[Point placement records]
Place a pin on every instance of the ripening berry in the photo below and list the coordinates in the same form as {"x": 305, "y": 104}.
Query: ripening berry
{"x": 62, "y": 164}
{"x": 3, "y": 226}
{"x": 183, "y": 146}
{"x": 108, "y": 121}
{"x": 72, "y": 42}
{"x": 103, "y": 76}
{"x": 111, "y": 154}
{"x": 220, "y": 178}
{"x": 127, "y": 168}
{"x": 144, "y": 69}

**AIM**. Copy out every line of the material above word for word, without any change.

**EXERCISE RESPONSE**.
Place a pin on every instance of the ripening berry in the photo below and list the coordinates in the same form as {"x": 305, "y": 104}.
Query: ripening berry
{"x": 62, "y": 164}
{"x": 3, "y": 226}
{"x": 183, "y": 146}
{"x": 108, "y": 121}
{"x": 72, "y": 42}
{"x": 103, "y": 76}
{"x": 111, "y": 154}
{"x": 220, "y": 178}
{"x": 127, "y": 168}
{"x": 144, "y": 69}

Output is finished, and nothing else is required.